## begin Source data

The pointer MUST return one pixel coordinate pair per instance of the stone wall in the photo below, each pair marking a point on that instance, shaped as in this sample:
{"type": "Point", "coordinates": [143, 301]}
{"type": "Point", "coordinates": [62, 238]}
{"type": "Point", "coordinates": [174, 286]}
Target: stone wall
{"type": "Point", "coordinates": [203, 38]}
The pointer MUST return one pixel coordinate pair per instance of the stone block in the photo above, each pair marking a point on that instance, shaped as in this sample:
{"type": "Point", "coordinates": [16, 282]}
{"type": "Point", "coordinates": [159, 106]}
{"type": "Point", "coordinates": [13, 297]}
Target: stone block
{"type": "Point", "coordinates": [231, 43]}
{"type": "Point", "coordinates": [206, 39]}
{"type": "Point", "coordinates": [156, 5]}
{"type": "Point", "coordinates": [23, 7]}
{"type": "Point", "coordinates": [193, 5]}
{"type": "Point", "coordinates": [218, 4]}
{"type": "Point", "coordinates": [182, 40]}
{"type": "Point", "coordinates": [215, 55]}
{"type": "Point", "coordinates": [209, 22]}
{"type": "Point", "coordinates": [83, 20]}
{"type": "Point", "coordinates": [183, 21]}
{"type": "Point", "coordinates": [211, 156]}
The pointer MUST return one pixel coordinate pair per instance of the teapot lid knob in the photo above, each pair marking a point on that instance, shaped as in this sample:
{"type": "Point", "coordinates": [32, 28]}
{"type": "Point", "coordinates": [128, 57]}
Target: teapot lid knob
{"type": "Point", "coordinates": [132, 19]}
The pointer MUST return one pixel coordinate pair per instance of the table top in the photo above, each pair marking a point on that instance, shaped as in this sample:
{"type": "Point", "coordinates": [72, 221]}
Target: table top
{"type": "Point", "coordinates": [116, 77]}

## end Source data

Stated task
Rewrite every line of the items above as a single numbered list, leaving out blank lines.

Solved problem
1. The pointer MUST return one pixel coordinate pair per instance of the stone wall in the photo below, each pair marking a point on that instance, shaped as in this sample:
2. {"type": "Point", "coordinates": [143, 301]}
3. {"type": "Point", "coordinates": [62, 238]}
4. {"type": "Point", "coordinates": [174, 286]}
5. Target: stone wall
6. {"type": "Point", "coordinates": [203, 38]}
7. The pointer MUST return one pixel coordinate pair per instance of the stone block in the photo above, each pair marking a point on that instance, shaped as in this sample:
8. {"type": "Point", "coordinates": [16, 282]}
9. {"type": "Point", "coordinates": [159, 106]}
10. {"type": "Point", "coordinates": [13, 297]}
11. Target: stone block
12. {"type": "Point", "coordinates": [231, 43]}
13. {"type": "Point", "coordinates": [206, 39]}
14. {"type": "Point", "coordinates": [156, 5]}
15. {"type": "Point", "coordinates": [23, 7]}
16. {"type": "Point", "coordinates": [193, 5]}
17. {"type": "Point", "coordinates": [218, 4]}
18. {"type": "Point", "coordinates": [182, 40]}
19. {"type": "Point", "coordinates": [215, 55]}
20. {"type": "Point", "coordinates": [209, 22]}
21. {"type": "Point", "coordinates": [83, 20]}
22. {"type": "Point", "coordinates": [183, 21]}
23. {"type": "Point", "coordinates": [211, 156]}
24. The pointer MUST return one pixel coordinate pair per instance of the teapot lid knob in the photo above, each pair marking a point on that instance, shaped as in this sample:
25. {"type": "Point", "coordinates": [32, 28]}
26. {"type": "Point", "coordinates": [128, 57]}
27. Target: teapot lid knob
28. {"type": "Point", "coordinates": [132, 19]}
29. The pointer MUST return one pixel coordinate pair per instance of the table top in the photo above, each pair marking a point on that instance, shaped as in this sample:
30. {"type": "Point", "coordinates": [72, 221]}
31. Target: table top
32. {"type": "Point", "coordinates": [116, 77]}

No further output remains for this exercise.